Texan’s injured by medical errors are very often denied access to the Courts. Texas voters have allowed the Texas Legislature to cap non-economic recoveries in medical malpractice cases at a maximum of $250,000.00. Therefore, when a non-employed, retired or young Texan is killed by the negligence of a medical provider the most that can be recovered is $250,000.00 plus the cost of any medical treatment. The recovered cost of the medical treatment will then have to be turned over to whoever paid the bills such as Medicare or a private insurance company. It is often not economically feasible to pursue a medical malpractice case when the legal costs can approach and sometimes exceed $100,000.00 leaving only $150,000.00, or less, to pay attorney fees and provide for the injured person’s recovery.
The $250,000.00 cap on non-economic damages makes it economically advantageous for a medical provider to have a severely injured person die quickly from the medical error versus survive and have a lifetime of medical treatment. We are not suggesting and do not believe that any medical provider would let a patient die to avoid a large malpractice award, it is the imposition of the very low cap that makes possible the absurd results in potential recoveries.

++++++++++

Task set:
a) Reproduce the Texas malpractice-cap passage word for word, beginning at "Texan’s injured by" and continuing through "injured person’s recovery.".
b) Pick up the Texas malpractice-cap passage after its final sentence and extend it with further writing.

++++++++++

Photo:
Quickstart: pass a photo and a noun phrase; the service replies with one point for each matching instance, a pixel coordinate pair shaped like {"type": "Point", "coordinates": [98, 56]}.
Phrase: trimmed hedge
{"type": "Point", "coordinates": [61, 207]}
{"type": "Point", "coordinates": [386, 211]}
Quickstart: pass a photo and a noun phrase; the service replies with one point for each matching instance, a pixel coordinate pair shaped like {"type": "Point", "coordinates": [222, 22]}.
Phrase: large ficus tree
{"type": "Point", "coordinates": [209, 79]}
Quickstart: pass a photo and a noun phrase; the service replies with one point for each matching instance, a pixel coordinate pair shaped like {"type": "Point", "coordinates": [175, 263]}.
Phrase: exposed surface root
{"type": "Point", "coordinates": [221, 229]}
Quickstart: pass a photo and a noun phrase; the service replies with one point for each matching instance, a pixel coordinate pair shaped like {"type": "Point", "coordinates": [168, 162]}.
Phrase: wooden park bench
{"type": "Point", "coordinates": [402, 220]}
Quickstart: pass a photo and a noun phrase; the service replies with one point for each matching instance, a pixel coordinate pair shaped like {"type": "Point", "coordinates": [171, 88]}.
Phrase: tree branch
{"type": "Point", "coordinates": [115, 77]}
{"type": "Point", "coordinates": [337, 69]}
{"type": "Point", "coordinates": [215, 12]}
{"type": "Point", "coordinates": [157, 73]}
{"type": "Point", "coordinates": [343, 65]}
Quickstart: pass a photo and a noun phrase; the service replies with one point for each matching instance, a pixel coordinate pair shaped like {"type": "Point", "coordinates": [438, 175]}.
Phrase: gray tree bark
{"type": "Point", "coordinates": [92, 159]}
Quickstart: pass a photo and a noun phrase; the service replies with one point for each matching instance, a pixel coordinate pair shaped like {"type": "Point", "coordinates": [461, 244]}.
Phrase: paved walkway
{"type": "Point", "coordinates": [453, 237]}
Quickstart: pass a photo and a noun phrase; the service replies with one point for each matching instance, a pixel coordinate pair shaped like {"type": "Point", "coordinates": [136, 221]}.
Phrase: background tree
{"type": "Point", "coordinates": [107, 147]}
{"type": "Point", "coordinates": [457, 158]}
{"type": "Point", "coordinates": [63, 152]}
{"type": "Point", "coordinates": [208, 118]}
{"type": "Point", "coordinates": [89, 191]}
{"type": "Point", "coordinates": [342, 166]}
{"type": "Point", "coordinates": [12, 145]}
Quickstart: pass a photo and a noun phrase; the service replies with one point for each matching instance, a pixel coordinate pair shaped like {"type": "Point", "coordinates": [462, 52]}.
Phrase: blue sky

++++++++++

Task-by-task outputs:
a)
Texan’s injured by medical errors are very often denied access to the Courts. Texas voters have allowed the Texas Legislature to cap non-economic recoveries in medical malpractice cases at a maximum of $250,000.00. Therefore, when a non-employed, retired or young Texan is killed by the negligence of a medical provider the most that can be recovered is $250,000.00 plus the cost of any medical treatment. The recovered cost of the medical treatment will then have to be turned over to whoever paid the bills such as Medicare or a private insurance company. It is often not economically feasible to pursue a medical malpractice case when the legal costs can approach and sometimes exceed $100,000.00 leaving only $150,000.00, or less, to pay attorney fees and provide for the injured person’s recovery.

b)
Moreover, these caps are an arbitrary number designed to “prevent frivolous cases” from being pursued. However, frivolous cases are not deterred; rather truly injured people must suffer. A beautiful, young girl, scarred for life by a physician’s negligence, can only recover $250,000.00 notwithstanding in many cases there are scars and injuries that cannot be corrected, and will remain for life.
The Georgia Supreme Court has recently ruled that their cap of $350,000.00 for doctors and $1.05 million for hospitals is unconstitutional because it takes away the citizens right to trial by jury. Illinois also recently ruled that its cap of $500,000.00 against doctors and 1,000,000.00 against hospitals is unconstitutional. Other states have similarly reviewed these caps and determined that they violate the very core of our democracy. Nonetheless, Texas has lowered the caps in recent years, further punishing its citizens and protecting negligent healthcare providers.